(Natural-language object grounding data)

_____

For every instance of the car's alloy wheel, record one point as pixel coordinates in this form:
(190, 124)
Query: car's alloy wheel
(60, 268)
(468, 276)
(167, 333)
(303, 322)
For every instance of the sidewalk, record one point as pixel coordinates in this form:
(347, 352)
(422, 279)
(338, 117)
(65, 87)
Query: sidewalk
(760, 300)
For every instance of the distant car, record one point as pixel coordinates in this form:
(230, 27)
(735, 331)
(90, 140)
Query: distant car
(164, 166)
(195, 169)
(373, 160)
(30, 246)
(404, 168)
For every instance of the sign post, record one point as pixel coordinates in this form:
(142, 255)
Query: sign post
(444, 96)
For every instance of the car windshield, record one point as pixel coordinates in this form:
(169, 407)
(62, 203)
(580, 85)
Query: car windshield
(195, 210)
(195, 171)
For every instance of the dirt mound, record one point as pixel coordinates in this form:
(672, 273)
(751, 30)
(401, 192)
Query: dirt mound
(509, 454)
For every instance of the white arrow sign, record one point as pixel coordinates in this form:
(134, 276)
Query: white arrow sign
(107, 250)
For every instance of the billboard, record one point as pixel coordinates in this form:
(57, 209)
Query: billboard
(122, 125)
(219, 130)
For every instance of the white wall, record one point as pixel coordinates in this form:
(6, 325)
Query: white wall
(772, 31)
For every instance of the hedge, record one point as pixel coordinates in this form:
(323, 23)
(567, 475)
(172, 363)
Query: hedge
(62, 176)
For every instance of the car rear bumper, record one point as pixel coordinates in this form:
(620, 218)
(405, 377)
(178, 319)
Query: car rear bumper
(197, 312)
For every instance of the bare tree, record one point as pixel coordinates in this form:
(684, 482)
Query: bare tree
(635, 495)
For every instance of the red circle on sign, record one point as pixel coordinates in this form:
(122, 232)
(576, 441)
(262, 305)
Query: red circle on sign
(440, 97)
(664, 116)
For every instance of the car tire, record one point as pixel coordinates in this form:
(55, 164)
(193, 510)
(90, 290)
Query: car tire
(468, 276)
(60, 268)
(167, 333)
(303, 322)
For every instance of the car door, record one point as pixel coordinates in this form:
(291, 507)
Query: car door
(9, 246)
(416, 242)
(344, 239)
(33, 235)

_____

Task requirements:
Retype all of the lines shown above, keeping each one exact.

Exercise result:
For every instance of the car's alloy wheel, record one point as pixel coordinates in this form:
(190, 124)
Query: car's alloy wheel
(60, 268)
(468, 276)
(167, 333)
(303, 322)
For every instance of the sidewalk, record one point as pixel coordinates in this form:
(347, 352)
(422, 279)
(338, 117)
(65, 87)
Query: sidewalk
(760, 300)
For every instance of the distant car, record one point as pixel coordinates in this form:
(230, 27)
(735, 331)
(90, 140)
Query: distant car
(164, 166)
(195, 169)
(373, 160)
(30, 246)
(404, 168)
For every instance of the sign post, record one point as pixel coordinates in this form:
(142, 255)
Query: sign post
(444, 96)
For every instance of the car windshield, record one point as pixel coordinates in this form:
(169, 407)
(62, 203)
(580, 85)
Query: car windshield
(195, 210)
(195, 171)
For every instance of the dirt mound, record one point as pixel coordinates in this form:
(672, 273)
(751, 30)
(401, 192)
Query: dirt mound
(509, 454)
For every instance of the white arrow sign, record one point as pixel coordinates in this form:
(134, 276)
Query: white arrow sign
(107, 250)
For every instance of the billboard, record one point as pixel coordinates in this form:
(57, 209)
Query: billboard
(122, 125)
(219, 130)
For every instance of the white wall, record one point as pixel coordinates in this form:
(6, 325)
Query: white wall
(772, 31)
For every instance of the hedge, record one point as pixel coordinates in this form:
(323, 23)
(567, 475)
(172, 363)
Query: hedge
(62, 176)
For every instance of the car rear bumper, record one point as pixel coordinates in this form:
(620, 218)
(405, 377)
(178, 319)
Query: car rear bumper
(197, 312)
For every instance of the bare tree, record one point as pixel coordinates in this form:
(684, 482)
Query: bare tree
(635, 495)
For every instance of the red circle on sign, record one point as pixel coordinates in this form:
(122, 232)
(576, 441)
(262, 305)
Query: red circle on sign
(440, 97)
(664, 116)
For every instance of the car tire, record one point as pixel coordinates in this form:
(55, 164)
(193, 510)
(90, 290)
Query: car tire
(468, 276)
(60, 268)
(167, 333)
(303, 322)
For every instance of the car door, record one point as pixel coordinates in this form:
(291, 507)
Query: car door
(9, 246)
(416, 242)
(344, 239)
(33, 235)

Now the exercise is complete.